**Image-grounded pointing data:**
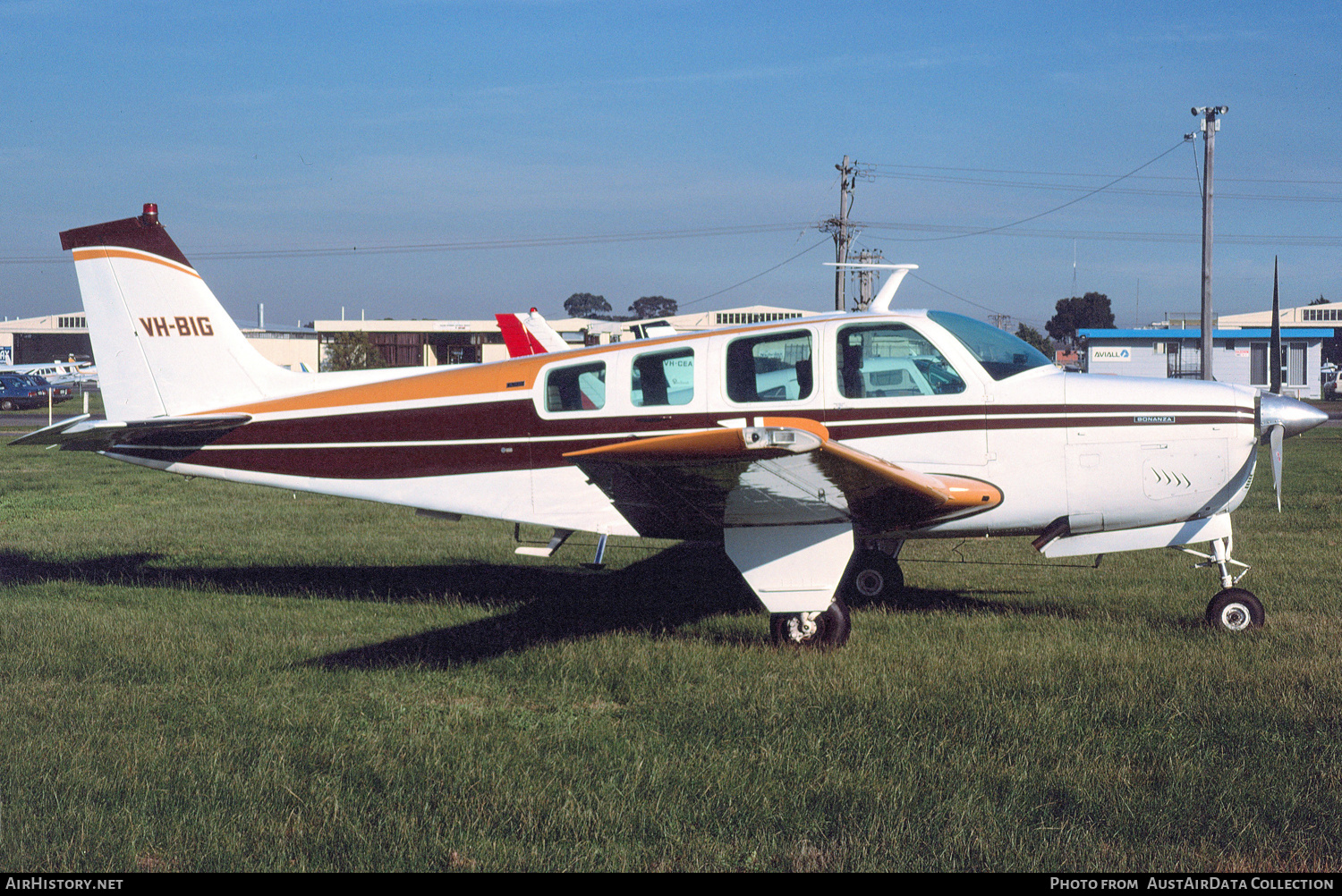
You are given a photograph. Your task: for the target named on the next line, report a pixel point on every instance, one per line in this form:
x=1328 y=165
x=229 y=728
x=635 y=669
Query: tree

**Your task:** With the pictures omitted, print each line of the data above precisely as given.

**The completed task:**
You are given a photograph. Your task: for the target named on the next line, report a pixel point on every instance, one per line in this form:
x=1328 y=165
x=229 y=728
x=635 y=669
Query: tree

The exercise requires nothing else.